> **WHAT THIS TASK INVOLVES**: Each line of the listing where "clicks" appears should be reported.

> **DATA PROVIDED**:
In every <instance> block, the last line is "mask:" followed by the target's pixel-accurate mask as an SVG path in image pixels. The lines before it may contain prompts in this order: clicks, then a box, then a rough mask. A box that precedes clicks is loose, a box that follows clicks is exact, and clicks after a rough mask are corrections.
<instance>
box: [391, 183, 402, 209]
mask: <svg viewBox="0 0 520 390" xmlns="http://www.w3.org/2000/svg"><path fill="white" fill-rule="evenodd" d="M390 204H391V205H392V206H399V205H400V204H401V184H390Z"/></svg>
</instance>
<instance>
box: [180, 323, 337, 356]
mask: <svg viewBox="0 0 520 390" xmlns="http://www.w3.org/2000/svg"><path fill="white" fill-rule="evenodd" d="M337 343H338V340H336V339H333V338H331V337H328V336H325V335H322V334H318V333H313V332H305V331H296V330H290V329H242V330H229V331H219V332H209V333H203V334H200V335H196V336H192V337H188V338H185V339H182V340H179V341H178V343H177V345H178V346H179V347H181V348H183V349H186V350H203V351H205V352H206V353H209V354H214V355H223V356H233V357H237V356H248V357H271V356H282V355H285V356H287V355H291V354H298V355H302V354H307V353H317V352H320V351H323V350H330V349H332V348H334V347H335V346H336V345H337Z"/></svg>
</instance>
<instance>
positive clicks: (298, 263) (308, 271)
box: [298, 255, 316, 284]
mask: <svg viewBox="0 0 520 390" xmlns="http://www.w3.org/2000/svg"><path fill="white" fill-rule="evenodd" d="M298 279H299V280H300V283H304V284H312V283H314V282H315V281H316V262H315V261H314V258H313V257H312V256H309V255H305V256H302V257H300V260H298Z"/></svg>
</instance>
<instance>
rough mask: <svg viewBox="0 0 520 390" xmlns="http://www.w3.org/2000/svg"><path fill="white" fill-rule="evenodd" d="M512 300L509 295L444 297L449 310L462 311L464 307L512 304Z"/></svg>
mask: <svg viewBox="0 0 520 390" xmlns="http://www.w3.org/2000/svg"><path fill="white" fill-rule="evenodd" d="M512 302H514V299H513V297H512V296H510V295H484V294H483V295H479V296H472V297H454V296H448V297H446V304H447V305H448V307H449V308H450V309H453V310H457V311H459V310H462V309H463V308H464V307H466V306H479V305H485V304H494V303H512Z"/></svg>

> **FINISHED TASK**:
In every <instance> block, the last line is "mask:" followed by the target's pixel-accurate mask as an SVG path in image pixels. The lines before it may contain prompts in this order: clicks, then a box, then a rough mask. A box that precedes clicks is loose, a box that follows clicks is exact, and clicks after a rough mask are corrections.
positive clicks: (298, 263) (308, 271)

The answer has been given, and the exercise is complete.